**DATA FOR PROCESSING:**
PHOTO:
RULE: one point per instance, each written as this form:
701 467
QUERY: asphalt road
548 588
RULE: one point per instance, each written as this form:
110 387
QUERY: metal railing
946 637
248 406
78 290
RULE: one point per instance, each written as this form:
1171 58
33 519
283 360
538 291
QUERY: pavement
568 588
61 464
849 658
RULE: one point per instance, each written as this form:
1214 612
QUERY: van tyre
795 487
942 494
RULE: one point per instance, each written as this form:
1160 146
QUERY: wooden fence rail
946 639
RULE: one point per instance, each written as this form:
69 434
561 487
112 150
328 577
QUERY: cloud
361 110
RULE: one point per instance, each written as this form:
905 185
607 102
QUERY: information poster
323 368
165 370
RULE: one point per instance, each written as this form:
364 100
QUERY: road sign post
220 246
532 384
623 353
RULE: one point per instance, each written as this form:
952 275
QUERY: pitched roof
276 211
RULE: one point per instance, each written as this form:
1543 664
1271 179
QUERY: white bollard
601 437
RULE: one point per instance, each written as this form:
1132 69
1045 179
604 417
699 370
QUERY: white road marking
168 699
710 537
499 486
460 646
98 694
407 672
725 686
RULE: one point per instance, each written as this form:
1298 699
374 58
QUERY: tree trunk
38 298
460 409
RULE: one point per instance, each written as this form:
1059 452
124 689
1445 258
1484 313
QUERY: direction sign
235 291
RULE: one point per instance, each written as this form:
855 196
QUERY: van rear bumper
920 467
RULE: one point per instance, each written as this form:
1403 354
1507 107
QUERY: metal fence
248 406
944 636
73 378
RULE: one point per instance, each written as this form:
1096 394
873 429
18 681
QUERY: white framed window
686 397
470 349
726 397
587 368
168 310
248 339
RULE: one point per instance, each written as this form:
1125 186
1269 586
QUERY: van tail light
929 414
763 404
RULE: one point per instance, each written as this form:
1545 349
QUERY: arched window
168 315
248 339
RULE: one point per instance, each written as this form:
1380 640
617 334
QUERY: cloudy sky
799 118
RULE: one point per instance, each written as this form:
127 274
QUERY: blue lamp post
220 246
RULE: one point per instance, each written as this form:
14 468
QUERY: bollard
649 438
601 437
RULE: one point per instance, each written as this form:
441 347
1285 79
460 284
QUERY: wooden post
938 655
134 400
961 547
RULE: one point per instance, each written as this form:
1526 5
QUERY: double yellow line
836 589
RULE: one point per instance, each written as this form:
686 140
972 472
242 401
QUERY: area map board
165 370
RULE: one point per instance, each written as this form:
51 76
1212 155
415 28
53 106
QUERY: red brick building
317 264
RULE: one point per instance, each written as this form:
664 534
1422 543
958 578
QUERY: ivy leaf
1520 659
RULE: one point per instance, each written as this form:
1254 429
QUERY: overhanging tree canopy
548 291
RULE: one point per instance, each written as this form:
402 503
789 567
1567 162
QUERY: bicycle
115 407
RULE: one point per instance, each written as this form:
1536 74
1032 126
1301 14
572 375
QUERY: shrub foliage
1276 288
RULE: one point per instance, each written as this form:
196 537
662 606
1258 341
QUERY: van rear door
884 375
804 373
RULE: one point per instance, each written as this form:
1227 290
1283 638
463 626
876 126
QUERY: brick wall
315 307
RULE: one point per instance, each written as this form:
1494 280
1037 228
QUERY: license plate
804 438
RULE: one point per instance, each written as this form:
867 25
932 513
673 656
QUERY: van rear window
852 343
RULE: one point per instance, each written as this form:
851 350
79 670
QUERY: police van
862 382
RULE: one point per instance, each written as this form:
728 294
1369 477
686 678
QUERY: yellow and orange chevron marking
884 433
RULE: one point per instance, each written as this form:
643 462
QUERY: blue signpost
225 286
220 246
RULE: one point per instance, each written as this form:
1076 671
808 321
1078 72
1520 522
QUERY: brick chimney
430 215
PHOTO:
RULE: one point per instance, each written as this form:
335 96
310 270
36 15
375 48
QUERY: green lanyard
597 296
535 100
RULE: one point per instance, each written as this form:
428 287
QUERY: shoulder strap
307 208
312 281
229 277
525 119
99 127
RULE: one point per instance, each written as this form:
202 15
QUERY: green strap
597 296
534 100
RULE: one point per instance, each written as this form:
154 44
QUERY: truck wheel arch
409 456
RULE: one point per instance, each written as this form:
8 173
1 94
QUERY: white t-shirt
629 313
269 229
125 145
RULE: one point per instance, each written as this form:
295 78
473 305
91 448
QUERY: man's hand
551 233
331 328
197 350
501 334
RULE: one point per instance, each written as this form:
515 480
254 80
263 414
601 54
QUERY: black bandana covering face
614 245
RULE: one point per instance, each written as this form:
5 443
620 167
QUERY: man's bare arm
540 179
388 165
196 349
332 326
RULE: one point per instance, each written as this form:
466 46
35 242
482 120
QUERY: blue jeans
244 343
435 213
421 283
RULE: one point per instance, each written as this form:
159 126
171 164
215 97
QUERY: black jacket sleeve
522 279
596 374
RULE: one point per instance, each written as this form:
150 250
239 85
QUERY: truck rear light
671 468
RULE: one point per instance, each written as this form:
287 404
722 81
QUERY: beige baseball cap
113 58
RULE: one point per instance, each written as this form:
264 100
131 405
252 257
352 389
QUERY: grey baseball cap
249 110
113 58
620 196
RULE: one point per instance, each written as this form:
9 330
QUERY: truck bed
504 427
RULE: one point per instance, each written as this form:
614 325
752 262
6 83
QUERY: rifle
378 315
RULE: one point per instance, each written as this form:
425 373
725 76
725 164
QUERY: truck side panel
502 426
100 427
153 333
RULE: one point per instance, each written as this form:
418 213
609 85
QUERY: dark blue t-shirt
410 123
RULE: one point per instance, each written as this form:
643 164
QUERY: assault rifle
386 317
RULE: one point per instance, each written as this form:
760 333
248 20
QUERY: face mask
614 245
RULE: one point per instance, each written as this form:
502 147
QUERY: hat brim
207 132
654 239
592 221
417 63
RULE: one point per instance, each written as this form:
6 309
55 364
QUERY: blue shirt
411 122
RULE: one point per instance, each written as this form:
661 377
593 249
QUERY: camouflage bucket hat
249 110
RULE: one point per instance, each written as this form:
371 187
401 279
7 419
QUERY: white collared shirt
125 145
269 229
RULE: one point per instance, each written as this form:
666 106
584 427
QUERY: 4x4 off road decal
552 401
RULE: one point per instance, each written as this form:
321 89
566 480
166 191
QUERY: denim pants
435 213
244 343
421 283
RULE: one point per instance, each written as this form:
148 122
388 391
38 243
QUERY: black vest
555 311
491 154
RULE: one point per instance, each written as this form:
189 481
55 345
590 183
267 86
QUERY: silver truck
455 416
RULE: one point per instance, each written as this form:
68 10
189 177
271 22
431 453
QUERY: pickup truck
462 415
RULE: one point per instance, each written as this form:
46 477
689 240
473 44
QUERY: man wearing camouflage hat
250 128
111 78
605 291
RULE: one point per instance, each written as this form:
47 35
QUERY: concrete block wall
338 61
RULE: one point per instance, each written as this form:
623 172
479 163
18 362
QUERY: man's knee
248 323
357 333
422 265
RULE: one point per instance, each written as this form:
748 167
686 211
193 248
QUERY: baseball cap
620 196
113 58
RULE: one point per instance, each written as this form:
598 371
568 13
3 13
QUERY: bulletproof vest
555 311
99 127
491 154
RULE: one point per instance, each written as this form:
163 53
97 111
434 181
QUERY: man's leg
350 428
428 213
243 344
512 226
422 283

**REQUIRED TASK:** Pull out each line of the records that contains the word "blue", and list those lines in their original order.

**SOLUTION TO THIS PROBLEM:**
QUERY: blue lamp post
QUERY: blue signpost
QUERY: blue jeans
QUERY: dark blue t-shirt
QUERY: blue shirt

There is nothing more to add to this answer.